[Records from a data source]

++++++

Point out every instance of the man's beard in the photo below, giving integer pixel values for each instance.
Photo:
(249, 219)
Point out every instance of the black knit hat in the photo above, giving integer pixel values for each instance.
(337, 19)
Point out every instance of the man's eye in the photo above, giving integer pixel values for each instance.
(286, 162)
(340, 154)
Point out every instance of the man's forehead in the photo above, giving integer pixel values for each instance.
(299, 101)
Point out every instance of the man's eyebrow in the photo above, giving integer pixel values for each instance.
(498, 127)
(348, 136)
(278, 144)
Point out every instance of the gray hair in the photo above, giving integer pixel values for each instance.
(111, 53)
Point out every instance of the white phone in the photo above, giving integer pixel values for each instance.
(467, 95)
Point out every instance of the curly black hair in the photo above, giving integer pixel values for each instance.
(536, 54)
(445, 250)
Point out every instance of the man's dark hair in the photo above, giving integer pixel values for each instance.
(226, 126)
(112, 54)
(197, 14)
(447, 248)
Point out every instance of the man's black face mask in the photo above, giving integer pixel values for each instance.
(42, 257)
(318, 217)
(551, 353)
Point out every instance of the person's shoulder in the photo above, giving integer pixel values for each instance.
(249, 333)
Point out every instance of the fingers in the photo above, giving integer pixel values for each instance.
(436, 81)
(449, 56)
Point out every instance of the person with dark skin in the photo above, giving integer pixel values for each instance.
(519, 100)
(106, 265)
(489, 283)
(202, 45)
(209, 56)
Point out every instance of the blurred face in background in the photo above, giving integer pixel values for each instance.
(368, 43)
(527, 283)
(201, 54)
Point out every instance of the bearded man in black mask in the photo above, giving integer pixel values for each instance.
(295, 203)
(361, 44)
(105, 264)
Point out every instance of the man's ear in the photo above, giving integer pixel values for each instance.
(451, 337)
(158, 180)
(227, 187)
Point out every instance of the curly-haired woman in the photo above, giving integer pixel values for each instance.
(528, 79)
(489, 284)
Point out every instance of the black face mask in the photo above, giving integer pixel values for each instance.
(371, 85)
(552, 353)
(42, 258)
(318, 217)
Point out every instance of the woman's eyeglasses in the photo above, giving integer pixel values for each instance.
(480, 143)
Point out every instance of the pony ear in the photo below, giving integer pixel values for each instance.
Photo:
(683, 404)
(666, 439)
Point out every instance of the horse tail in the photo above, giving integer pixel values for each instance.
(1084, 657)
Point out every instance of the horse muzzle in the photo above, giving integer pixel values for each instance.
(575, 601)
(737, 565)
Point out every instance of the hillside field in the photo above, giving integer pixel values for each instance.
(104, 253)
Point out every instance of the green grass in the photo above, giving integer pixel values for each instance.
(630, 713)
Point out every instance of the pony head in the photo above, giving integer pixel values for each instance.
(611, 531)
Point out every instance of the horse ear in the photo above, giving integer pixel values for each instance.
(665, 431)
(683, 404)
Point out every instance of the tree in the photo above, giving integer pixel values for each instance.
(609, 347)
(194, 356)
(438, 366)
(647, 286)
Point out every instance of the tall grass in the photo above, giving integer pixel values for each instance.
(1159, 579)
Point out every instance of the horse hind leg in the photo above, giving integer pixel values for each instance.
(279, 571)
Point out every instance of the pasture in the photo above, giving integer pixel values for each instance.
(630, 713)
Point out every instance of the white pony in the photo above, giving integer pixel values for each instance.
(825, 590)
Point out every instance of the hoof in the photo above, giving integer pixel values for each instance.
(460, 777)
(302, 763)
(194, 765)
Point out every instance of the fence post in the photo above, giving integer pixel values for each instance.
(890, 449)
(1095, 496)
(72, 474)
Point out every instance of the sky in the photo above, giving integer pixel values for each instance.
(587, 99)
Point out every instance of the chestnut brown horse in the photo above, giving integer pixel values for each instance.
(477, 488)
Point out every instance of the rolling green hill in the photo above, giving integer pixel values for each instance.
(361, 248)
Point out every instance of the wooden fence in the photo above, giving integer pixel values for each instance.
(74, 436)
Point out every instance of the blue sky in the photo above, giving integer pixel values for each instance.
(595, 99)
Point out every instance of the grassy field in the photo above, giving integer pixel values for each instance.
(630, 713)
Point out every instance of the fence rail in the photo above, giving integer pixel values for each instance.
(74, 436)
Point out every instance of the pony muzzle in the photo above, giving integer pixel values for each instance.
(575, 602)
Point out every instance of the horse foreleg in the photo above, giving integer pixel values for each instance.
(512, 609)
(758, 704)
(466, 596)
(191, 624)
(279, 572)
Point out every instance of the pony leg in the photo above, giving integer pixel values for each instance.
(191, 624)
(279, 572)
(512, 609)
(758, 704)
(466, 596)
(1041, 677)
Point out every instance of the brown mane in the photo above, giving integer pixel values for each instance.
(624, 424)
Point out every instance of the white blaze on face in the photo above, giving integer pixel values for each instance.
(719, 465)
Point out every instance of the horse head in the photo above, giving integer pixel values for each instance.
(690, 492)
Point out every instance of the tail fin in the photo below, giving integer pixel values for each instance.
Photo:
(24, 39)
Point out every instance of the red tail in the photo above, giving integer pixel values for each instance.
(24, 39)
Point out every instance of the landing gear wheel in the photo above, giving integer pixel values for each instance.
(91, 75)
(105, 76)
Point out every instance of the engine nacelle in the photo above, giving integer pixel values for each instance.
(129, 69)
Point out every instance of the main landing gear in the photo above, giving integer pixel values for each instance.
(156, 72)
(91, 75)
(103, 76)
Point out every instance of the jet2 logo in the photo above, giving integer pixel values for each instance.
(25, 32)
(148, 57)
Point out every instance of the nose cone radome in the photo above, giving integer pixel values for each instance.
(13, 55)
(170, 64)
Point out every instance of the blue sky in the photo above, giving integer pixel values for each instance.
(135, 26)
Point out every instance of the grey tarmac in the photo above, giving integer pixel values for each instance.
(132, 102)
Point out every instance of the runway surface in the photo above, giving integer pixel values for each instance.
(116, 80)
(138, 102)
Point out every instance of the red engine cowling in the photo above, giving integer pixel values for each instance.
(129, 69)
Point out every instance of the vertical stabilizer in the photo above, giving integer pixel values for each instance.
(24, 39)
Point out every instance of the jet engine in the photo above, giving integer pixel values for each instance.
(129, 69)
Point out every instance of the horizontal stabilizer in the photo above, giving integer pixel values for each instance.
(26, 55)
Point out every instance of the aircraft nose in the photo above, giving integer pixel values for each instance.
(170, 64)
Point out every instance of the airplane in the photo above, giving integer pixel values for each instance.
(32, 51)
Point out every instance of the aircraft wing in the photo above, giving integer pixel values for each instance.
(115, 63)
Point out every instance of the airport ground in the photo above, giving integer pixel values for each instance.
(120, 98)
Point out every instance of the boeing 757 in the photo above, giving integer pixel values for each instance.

++++++

# [What is asked]
Extract exactly the lines between the line containing "Point out every instance of the grey" and the end of the data, including both.

# [Result of the exercise]
Point out every instance of the grey tarmac in the photo above, giving integer pixel values for each instance.
(132, 102)
Point out every instance of the runway surface in the photo above, giving integer pixel values for each instance.
(116, 80)
(138, 102)
Point out every instance of the red engine cowling in the photo above, giving integer pixel values for each instance.
(129, 69)
Point out every instance of the vertical stabilizer in the photo above, giving integer pixel values for each instance.
(24, 39)
Point out every instance of the jet engine in the photo above, giving integer pixel values for each instance.
(129, 69)
Point out every instance of the horizontal stabilizer in the photo above, giving integer pixel values for each instance.
(26, 55)
Point out every instance of the aircraft nose in the photo above, giving integer pixel values for each instance.
(170, 64)
Point out every instance of the airplane in the photo above, giving integer pixel values for each instance.
(32, 51)
Point out every instance of the aircraft wing in the photo above, giving integer pixel values for each instance.
(115, 63)
Point out every instance of the airport ground in the photo above, giving integer pixel values for each instance.
(120, 98)
Point out every instance of the boeing 757 in the photo above, giving integer pixel values for each instance.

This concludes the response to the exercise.